In the material below, find the line with "Would you kindly pick out the double-hung"; set down that line and every line after it to the end, exactly, without pictures.

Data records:
[start]

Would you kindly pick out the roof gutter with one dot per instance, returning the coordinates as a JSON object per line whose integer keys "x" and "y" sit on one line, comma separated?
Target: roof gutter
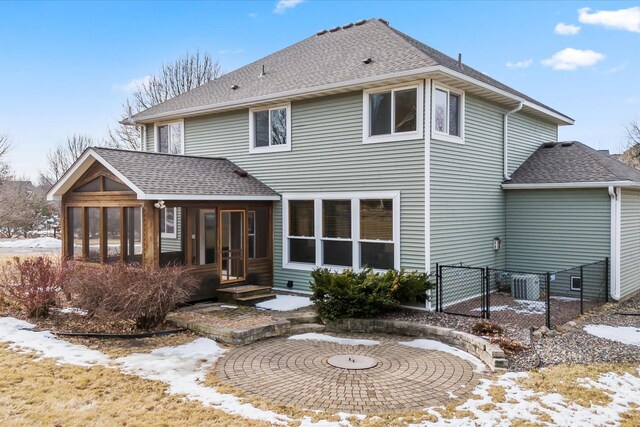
{"x": 340, "y": 86}
{"x": 505, "y": 139}
{"x": 616, "y": 199}
{"x": 569, "y": 185}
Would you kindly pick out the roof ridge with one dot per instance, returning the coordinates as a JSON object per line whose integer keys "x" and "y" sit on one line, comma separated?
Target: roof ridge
{"x": 156, "y": 153}
{"x": 602, "y": 159}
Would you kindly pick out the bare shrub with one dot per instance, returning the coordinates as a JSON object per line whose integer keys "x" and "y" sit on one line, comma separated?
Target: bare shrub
{"x": 33, "y": 284}
{"x": 142, "y": 294}
{"x": 486, "y": 328}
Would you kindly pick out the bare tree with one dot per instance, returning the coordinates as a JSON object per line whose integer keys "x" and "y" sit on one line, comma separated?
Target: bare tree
{"x": 61, "y": 157}
{"x": 5, "y": 147}
{"x": 175, "y": 78}
{"x": 180, "y": 76}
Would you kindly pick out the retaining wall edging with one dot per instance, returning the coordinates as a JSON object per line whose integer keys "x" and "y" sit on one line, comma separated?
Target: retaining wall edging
{"x": 491, "y": 354}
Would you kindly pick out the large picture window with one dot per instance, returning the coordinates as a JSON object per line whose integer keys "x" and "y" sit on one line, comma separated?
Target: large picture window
{"x": 96, "y": 233}
{"x": 392, "y": 114}
{"x": 270, "y": 129}
{"x": 341, "y": 230}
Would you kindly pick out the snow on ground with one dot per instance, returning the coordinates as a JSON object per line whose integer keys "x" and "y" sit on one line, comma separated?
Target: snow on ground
{"x": 183, "y": 367}
{"x": 329, "y": 338}
{"x": 40, "y": 242}
{"x": 528, "y": 405}
{"x": 440, "y": 346}
{"x": 21, "y": 335}
{"x": 623, "y": 334}
{"x": 285, "y": 303}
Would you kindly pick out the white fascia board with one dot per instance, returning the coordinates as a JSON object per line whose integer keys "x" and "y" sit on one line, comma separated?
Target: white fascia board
{"x": 418, "y": 73}
{"x": 79, "y": 167}
{"x": 549, "y": 186}
{"x": 216, "y": 197}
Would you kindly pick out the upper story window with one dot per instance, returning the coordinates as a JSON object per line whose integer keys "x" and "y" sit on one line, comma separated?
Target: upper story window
{"x": 170, "y": 137}
{"x": 447, "y": 122}
{"x": 393, "y": 113}
{"x": 270, "y": 129}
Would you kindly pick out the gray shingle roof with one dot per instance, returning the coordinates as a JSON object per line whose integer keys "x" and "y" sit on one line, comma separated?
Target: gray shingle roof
{"x": 571, "y": 161}
{"x": 332, "y": 57}
{"x": 184, "y": 176}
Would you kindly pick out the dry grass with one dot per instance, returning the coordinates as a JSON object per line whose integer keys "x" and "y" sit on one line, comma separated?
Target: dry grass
{"x": 43, "y": 393}
{"x": 124, "y": 347}
{"x": 563, "y": 379}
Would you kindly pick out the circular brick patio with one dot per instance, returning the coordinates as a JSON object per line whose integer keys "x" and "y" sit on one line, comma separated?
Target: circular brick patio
{"x": 296, "y": 373}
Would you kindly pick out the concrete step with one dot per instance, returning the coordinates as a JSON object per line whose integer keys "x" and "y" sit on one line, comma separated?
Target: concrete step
{"x": 303, "y": 317}
{"x": 305, "y": 328}
{"x": 233, "y": 293}
{"x": 254, "y": 299}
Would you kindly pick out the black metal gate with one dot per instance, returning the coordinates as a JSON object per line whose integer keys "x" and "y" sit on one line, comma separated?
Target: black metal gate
{"x": 462, "y": 290}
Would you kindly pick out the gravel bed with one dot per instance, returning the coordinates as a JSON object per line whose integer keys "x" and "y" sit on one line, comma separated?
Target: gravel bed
{"x": 571, "y": 346}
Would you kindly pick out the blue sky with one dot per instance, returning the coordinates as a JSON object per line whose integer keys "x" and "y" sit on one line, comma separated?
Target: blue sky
{"x": 65, "y": 66}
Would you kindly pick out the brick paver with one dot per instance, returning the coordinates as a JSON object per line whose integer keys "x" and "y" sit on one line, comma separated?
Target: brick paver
{"x": 296, "y": 373}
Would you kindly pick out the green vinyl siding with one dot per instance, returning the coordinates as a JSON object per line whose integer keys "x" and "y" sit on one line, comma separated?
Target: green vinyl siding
{"x": 467, "y": 201}
{"x": 550, "y": 230}
{"x": 629, "y": 243}
{"x": 327, "y": 155}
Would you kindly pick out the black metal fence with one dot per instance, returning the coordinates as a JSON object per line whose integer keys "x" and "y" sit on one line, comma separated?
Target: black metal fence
{"x": 520, "y": 297}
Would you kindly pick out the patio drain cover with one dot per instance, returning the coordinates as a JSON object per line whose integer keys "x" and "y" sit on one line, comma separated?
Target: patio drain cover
{"x": 352, "y": 361}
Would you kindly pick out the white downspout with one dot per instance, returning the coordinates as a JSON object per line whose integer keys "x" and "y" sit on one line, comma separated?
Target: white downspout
{"x": 615, "y": 242}
{"x": 505, "y": 137}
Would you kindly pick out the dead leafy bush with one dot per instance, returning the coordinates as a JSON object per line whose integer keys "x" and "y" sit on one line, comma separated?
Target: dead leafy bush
{"x": 486, "y": 328}
{"x": 33, "y": 284}
{"x": 508, "y": 345}
{"x": 142, "y": 294}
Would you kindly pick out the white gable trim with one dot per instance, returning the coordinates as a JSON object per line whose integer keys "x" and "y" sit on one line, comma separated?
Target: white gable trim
{"x": 79, "y": 167}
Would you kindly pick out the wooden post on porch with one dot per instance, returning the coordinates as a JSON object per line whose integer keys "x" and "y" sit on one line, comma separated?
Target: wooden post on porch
{"x": 151, "y": 235}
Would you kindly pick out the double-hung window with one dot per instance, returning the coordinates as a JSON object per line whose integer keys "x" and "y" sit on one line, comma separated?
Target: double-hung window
{"x": 447, "y": 121}
{"x": 170, "y": 137}
{"x": 168, "y": 223}
{"x": 270, "y": 129}
{"x": 342, "y": 230}
{"x": 393, "y": 114}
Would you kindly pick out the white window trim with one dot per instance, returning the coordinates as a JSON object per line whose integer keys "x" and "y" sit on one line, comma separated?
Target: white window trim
{"x": 441, "y": 136}
{"x": 393, "y": 136}
{"x": 164, "y": 234}
{"x": 252, "y": 136}
{"x": 571, "y": 283}
{"x": 355, "y": 227}
{"x": 156, "y": 134}
{"x": 143, "y": 137}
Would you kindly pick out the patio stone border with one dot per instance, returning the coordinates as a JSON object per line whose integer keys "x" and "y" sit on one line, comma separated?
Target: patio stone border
{"x": 277, "y": 328}
{"x": 491, "y": 354}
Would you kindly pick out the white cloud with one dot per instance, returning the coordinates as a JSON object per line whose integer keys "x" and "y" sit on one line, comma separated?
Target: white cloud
{"x": 567, "y": 29}
{"x": 616, "y": 69}
{"x": 283, "y": 5}
{"x": 133, "y": 85}
{"x": 623, "y": 19}
{"x": 570, "y": 59}
{"x": 519, "y": 64}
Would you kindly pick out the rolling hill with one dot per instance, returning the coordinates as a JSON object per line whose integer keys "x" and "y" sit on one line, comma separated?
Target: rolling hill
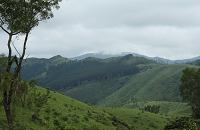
{"x": 107, "y": 82}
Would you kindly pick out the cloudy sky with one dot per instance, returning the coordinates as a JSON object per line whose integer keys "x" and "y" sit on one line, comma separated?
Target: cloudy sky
{"x": 165, "y": 28}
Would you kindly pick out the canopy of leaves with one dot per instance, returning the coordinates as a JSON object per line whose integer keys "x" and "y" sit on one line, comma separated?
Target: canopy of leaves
{"x": 20, "y": 16}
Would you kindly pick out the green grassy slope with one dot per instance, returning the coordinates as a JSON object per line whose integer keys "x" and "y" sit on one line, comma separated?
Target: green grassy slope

[end]

*Result of the task*
Would you kindly pick out the double-hung window with one dot per instance, returning the coordinates as a JSON object per line whose integer keys "x" and "y" sit on one line, comma separated?
Target: double-hung window
{"x": 447, "y": 121}
{"x": 170, "y": 137}
{"x": 168, "y": 223}
{"x": 270, "y": 129}
{"x": 342, "y": 230}
{"x": 393, "y": 114}
Would you kindly pick out the white window trim with one dot per instance, returning the coordinates as a JSON object per line whose integer keys "x" and "y" sit on one line, comma separated?
Target: white window trim
{"x": 441, "y": 136}
{"x": 393, "y": 136}
{"x": 164, "y": 234}
{"x": 252, "y": 136}
{"x": 571, "y": 283}
{"x": 355, "y": 227}
{"x": 156, "y": 134}
{"x": 143, "y": 137}
Would you kindly pick out the patio stone border with one dot per instance, returning the coordinates as a JSON object per line whose integer keys "x" and "y" sit on one line, comma separated?
Target: patio stone border
{"x": 277, "y": 328}
{"x": 491, "y": 354}
Would you kindly pick out the white cloud with one dot per instance, returning the coordinates as a JSON object per line whose integer keys "x" and "y" sit on one line, comma separated?
Target: white cloud
{"x": 567, "y": 29}
{"x": 616, "y": 69}
{"x": 283, "y": 5}
{"x": 133, "y": 85}
{"x": 623, "y": 19}
{"x": 570, "y": 59}
{"x": 519, "y": 64}
Would you kindly pick out the rolling hill with one dot per instance, returning the coordinates as a JSON object per line whose integer keys "x" and "y" sit on one line, comma separated?
Target: rolling hill
{"x": 107, "y": 82}
Would you kindly pick out the cloudy sky with one dot per instance, returning the coordinates as a JSON object per line whose integer keys "x" and "y" sit on one line, comma separated?
Target: cloudy sky
{"x": 165, "y": 28}
Would you kindly pick out the canopy of leaves with one dot per instance, returning the coordinates as a JSON object per line whose integer keys "x" and "y" sit on one line, comma separated?
Target: canopy of leaves
{"x": 20, "y": 16}
Would you kindly pick out the green grassy slope with one dot per instance, returning the coordinates as a JSON object per line whose integer keys "x" and "y" sit on one line, comma separated?
Target: green grassy slope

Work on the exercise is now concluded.